Written request
Collect every line in the material below that contains the word "browned". Upper and lower case count, so only matches with the same case qualify.

Dataset
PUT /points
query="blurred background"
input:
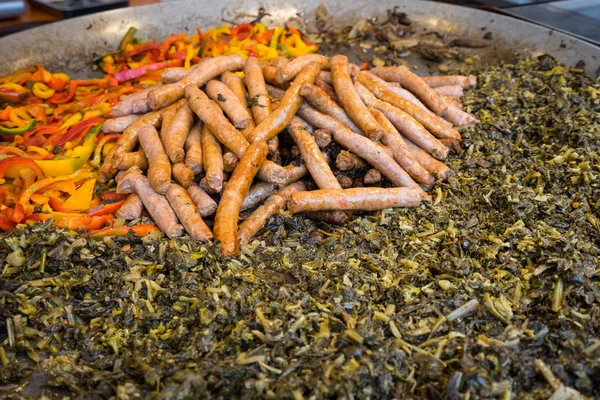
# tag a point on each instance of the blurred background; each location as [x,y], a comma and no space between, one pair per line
[580,18]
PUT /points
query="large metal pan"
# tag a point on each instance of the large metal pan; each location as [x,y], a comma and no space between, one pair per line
[67,45]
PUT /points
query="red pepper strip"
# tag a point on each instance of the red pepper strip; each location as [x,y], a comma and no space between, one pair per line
[38,112]
[143,70]
[7,96]
[113,137]
[12,166]
[242,31]
[6,224]
[57,206]
[66,186]
[60,98]
[140,230]
[140,48]
[76,130]
[26,194]
[5,114]
[164,46]
[74,221]
[18,214]
[112,196]
[105,210]
[179,55]
[294,31]
[56,84]
[21,154]
[264,37]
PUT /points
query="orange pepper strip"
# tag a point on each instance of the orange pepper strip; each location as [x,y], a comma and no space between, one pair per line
[138,230]
[39,185]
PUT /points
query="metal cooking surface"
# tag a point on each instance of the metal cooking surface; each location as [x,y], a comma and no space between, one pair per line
[67,45]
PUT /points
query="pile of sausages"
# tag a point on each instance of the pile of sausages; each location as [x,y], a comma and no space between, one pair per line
[219,124]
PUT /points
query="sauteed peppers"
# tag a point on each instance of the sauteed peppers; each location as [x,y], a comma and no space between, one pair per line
[51,125]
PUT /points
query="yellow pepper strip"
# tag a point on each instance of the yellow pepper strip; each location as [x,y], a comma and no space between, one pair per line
[221,30]
[80,156]
[12,86]
[73,119]
[189,54]
[19,116]
[82,198]
[260,28]
[65,77]
[275,38]
[38,150]
[42,91]
[92,114]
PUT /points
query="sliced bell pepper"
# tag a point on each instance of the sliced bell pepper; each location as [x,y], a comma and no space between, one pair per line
[74,221]
[8,96]
[6,224]
[113,196]
[12,166]
[18,213]
[42,91]
[140,230]
[69,165]
[129,74]
[82,198]
[105,210]
[128,38]
[19,130]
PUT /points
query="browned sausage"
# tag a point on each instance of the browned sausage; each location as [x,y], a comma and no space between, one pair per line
[205,205]
[291,100]
[259,217]
[193,148]
[322,137]
[402,154]
[359,145]
[437,168]
[132,207]
[186,210]
[414,84]
[170,93]
[228,101]
[466,82]
[182,174]
[176,133]
[119,124]
[325,104]
[159,166]
[226,219]
[354,106]
[157,205]
[369,199]
[440,130]
[227,134]
[412,129]
[450,90]
[213,160]
[124,161]
[329,90]
[125,105]
[289,71]
[311,154]
[257,90]
[257,193]
[126,143]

Solution to this problem
query="browned sausage"
# tag a point on each instance of the browned sausage; each location as [x,y], a comma and no space between, one pair per line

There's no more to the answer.